Data entries:
• • • • • • •

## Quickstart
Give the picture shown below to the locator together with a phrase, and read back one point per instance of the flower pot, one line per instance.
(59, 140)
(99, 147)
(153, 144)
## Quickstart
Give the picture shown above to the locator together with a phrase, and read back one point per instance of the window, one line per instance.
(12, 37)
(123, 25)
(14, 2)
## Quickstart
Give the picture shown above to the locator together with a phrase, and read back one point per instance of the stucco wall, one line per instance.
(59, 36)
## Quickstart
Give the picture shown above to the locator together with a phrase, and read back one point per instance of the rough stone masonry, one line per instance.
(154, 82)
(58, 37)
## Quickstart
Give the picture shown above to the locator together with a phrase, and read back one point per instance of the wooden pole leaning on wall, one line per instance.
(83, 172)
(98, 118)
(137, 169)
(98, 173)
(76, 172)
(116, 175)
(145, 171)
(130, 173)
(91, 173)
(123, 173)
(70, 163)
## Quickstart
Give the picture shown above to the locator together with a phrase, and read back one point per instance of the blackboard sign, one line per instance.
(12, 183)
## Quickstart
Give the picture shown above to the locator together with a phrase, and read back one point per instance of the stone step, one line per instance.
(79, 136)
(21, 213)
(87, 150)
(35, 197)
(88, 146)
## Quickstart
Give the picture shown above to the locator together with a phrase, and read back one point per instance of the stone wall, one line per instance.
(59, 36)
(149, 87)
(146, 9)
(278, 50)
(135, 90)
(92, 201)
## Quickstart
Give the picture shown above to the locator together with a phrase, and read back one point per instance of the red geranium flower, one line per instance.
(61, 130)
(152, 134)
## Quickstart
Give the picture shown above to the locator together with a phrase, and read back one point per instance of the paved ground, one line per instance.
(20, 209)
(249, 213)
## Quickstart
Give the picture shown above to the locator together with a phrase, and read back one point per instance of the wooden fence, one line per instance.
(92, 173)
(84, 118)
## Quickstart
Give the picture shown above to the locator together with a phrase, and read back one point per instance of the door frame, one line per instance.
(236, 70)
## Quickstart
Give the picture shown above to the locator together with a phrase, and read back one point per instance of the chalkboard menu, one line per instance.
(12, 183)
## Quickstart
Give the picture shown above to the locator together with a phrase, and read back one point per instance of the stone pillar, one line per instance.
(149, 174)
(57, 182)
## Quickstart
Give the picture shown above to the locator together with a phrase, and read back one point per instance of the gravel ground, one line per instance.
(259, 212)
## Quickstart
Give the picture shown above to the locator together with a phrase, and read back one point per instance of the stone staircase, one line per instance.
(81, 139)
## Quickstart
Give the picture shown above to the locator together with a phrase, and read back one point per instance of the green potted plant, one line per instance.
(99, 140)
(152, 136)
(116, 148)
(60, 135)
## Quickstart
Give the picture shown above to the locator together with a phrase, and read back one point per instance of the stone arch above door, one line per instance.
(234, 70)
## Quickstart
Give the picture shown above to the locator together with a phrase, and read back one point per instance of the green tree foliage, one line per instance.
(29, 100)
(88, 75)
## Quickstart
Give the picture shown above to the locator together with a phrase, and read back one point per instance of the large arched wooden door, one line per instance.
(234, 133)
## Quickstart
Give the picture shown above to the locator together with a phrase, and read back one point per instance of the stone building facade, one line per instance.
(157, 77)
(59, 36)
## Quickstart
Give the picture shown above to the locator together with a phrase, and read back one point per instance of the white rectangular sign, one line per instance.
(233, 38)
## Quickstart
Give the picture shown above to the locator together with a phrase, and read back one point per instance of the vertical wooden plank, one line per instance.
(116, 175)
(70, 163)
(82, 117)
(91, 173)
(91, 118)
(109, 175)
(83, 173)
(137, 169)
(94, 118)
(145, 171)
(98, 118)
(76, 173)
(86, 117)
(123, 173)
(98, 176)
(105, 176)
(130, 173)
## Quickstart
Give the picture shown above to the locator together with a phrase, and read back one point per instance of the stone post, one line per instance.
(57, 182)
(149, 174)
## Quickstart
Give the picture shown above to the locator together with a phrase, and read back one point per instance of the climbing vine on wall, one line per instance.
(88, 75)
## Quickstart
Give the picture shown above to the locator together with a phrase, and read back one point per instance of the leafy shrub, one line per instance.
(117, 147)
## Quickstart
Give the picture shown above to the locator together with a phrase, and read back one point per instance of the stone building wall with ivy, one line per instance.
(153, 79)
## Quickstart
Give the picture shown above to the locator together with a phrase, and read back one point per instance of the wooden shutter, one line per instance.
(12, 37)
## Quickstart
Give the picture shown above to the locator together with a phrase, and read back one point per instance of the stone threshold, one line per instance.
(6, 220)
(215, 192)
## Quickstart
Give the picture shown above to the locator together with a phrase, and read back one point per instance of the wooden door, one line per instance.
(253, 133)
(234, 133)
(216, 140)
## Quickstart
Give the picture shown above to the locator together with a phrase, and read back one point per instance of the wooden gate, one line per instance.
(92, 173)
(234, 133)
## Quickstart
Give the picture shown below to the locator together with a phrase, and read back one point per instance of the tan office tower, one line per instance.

• • • • • • •

Set down each entry again, unchanged.

• CORRECT RESPONSE
## Quickstart
Give the picture shown below to the locator together with a phrase, and read back one point per instance of the flower pot, one line per instance.
(59, 140)
(99, 147)
(153, 144)
## Quickstart
Give the picture shown above to the locator together with a phrase, and read back one point per instance of the window, one line per instance.
(12, 37)
(123, 25)
(14, 2)
## Quickstart
Give the picture shown above to the locator together with a phrase, and read back one point per instance of the stucco wall, one line per instance.
(59, 36)
## Quickstart
Give the picture shown above to the locator together with a phrase, and read back one point per instance of the rough stone masonry, one line per instance.
(154, 82)
(58, 37)
## Quickstart
Give the picture shown above to the locator together with a phrase, and read back one point per instance of the wooden pole leaning on wall, one line per instance.
(83, 172)
(98, 118)
(137, 169)
(98, 173)
(76, 172)
(116, 175)
(145, 171)
(130, 173)
(91, 173)
(123, 173)
(70, 163)
## Quickstart
Give the picture shown above to the locator together with a phrase, and read back one point per instance of the blackboard sign, one line per instance.
(12, 183)
## Quickstart
Give the picture shown above to the locator together with a phrase, and read back one point per instance of the stone step, one line per instance.
(79, 136)
(21, 213)
(87, 150)
(35, 197)
(88, 146)
## Quickstart
Give the picture shown above to the locator together with a phrase, and read back one point per instance of the stone wall, one line per instance.
(59, 36)
(149, 87)
(146, 9)
(278, 50)
(135, 90)
(92, 201)
## Quickstart
Give the picture shown above to the locator together with a phrase, and read back one point per instance of the red geranium flower, one line per instance.
(61, 130)
(152, 134)
## Quickstart
Give the picture shown above to the locator together with a phrase, and read back one point per instance of the paved ground, one line per instance.
(20, 209)
(249, 213)
## Quickstart
Give the picture shown above to the locator together with a phrase, and read back one point per instance of the wooden fence, one line per instance.
(92, 173)
(84, 118)
## Quickstart
Give the picture shown above to the locator together with a phrase, and read back one point per instance of the door frame, one line per instance.
(236, 70)
## Quickstart
Give the picture shown above to the locator together with a phrase, and read back one point per instance of the chalkboard menu, one line per instance.
(12, 183)
## Quickstart
Give the picture shown above to the locator together with a phrase, and read back one point per instance of the stone pillar, one line per instance.
(149, 174)
(57, 182)
## Quickstart
Give the picture shown above to the locator together with a phrase, and read back one point per instance of the gravel ground, one line per instance.
(259, 212)
## Quickstart
Give the picture shown above to the locator together with a phrase, and read back one point per instance of the stone staircase, one line per instance.
(81, 139)
## Quickstart
Give the picture shown above to the locator together with a phrase, and read back one point per instance of the green potted plant, one line per instance.
(99, 140)
(152, 136)
(116, 148)
(60, 135)
## Quickstart
Give the picture shown above to the locator together with a phrase, and read back one point per instance of the stone arch above door, one line per instance.
(234, 70)
## Quickstart
Give the picture shown above to the locator together with a phrase, and read back one point per instance of the green tree foliage, one line per instance.
(29, 100)
(88, 75)
## Quickstart
Give the picture shown above to the locator together with a phrase, and read back one point per instance of the large arched wooden door, one line per instance.
(234, 133)
## Quickstart
Give the picture shown above to the locator together with a phrase, and read back one point per instance of the stone building facade, one line per instance.
(157, 77)
(59, 36)
## Quickstart
Give the picture shown above to the locator together with a phrase, and read back one point per instance of the white rectangular sign, one line per instance.
(233, 38)
## Quickstart
Give the picture shown above to the locator together with a phrase, and read back one point per instance of the vertical wooden plank, one line per instance.
(116, 175)
(70, 163)
(82, 117)
(91, 173)
(91, 118)
(109, 175)
(83, 173)
(137, 169)
(94, 118)
(145, 171)
(98, 118)
(76, 173)
(86, 117)
(123, 173)
(98, 176)
(105, 176)
(130, 173)
## Quickstart
Give the picture shown above to the locator together with a phrase, and read back one point per instance of the stone post, one line per instance.
(57, 182)
(149, 174)
## Quickstart
Give the picture shown above to the locator together with a phrase, and read back one point per instance of the climbing vine on wall, one line per instance.
(88, 75)
## Quickstart
Give the picture shown above to the locator together with a phrase, and read back one point per instance of the leafy shrub, one line per instance.
(117, 147)
## Quickstart
Give the picture shown above to the locator together with a phrase, and read back one point per instance of the stone building wall with ivy, one line per instance.
(153, 79)
## Quickstart
Give the picture shown above to the locator together with a phrase, and read back one point per instance of the wooden shutter, one line per instance.
(12, 37)
## Quickstart
Give the picture shown above to the locator together with a phrase, and read back one point per instance of the stone threshold, one line per instance.
(6, 220)
(215, 192)
## Quickstart
Give the picture shown above to the locator together with a phrase, and read back one point per instance of the wooden door, one line per instance.
(253, 133)
(234, 133)
(216, 140)
## Quickstart
Give the picture shown above to the locator together with a phrase, and read back one point per instance of the wooden gate, one line per instance.
(92, 173)
(234, 133)
## Quickstart
Give the picture shown below to the locator together with a phrase, and read back one point per instance of the tan office tower, one line per instance.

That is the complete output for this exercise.